■ DATA

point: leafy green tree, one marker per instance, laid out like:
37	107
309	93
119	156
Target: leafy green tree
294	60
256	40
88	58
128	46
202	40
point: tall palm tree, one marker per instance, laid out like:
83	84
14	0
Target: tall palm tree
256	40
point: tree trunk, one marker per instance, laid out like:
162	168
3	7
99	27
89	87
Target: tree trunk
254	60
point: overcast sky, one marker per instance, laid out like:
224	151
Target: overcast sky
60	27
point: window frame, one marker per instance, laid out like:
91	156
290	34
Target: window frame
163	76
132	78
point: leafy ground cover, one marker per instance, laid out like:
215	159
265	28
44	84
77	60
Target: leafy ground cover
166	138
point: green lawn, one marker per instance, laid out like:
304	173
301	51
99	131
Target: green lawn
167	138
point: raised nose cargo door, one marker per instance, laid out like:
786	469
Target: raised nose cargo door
==
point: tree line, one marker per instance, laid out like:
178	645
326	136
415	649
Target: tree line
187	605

■ TASK
In the material above, find each line that has the string "like" and return it.

■ ANSWER SECTION
point: leafy green tree, one marker per instance, laid out like:
point: tall palm tree, one marker per instance, laid out like:
point: tree trunk, one marker per instance, laid out like:
point: overcast sky, one marker per instance, laid out like:
point: window frame, one marker per instance, laid out like:
point: leafy ground cover, one marker per instance, laid out like:
point: green lawn, one marker per instance, laid out like:
point: raised nose cargo door, one marker per instance, laid out like:
point: tree line, one marker per instance, laid out like:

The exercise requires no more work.